_Document segment_
***

Monopoly have announced a new version of its popular board game that will be completely cashless and which will feature RFID chip technology as well as scannable barcodes as part of a New World Order style “central bank” database.
The makers of the game say the radical changes are supposed to reflect where society is heading, indicating that a cashless society where citizens’ data is stored in a central database is no longer in the realms of ‘conspiracy theory’.
Activistpost.com reports:
Monopoly presented its first digital versions in the post-2005 era beginning with cash replaced by Visa-branded debit cards. Further modernization of gameplay replaced their iconic tokens with choices like a Segway, flat-screen TV or a space shuttle, instead of a ship, car, or wheelbarrow. This eventually morphed into a full electronic banking unit that digitized the scorekeeping, thus eliminating the “black-market element” of hidden cash and other means of presumably fudging the numbers.

***

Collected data
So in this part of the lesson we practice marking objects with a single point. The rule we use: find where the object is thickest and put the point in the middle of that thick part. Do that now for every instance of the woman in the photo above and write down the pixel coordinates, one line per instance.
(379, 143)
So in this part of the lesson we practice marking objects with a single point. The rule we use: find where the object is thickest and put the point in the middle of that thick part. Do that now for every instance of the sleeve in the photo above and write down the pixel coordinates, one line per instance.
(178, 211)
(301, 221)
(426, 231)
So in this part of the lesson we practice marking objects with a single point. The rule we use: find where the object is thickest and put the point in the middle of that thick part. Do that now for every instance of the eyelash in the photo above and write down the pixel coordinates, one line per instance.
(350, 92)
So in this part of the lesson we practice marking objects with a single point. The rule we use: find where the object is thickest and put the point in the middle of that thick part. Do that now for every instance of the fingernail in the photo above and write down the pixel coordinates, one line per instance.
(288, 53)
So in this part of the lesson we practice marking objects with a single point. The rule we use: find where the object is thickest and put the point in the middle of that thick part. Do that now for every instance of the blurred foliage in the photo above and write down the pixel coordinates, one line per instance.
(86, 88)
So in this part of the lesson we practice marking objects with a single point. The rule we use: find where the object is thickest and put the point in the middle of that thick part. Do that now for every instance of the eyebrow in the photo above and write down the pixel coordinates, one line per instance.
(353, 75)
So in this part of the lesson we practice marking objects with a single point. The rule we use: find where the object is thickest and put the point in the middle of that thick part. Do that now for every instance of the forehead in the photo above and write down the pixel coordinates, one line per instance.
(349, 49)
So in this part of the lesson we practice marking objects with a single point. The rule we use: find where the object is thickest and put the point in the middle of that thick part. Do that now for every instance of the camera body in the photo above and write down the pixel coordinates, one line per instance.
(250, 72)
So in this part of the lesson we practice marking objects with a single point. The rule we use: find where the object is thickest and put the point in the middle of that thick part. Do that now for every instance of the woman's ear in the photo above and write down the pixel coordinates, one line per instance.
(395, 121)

***

_Given exercise A_
Please retype a part of the Monopoly article, beginning at the words that have "The makers of" and stopping after "of ‘conspiracy theory’.".
_Given exercise B_
In one to three sentences, explain how, according to the Monopoly article, the full electronic banking unit got rid of the "black-market element."

_Right answer A_
The makers of the game say the radical changes are supposed to reflect where society is heading, indicating that a cashless society where citizens’ data is stored in a central database is no longer in the realms of ‘conspiracy theory’.

_Right answer B_
The electronic banking unit digitized the scorekeeping. That removed hidden cash and other means of presumably fudging the numbers, which eliminated the "black-market element."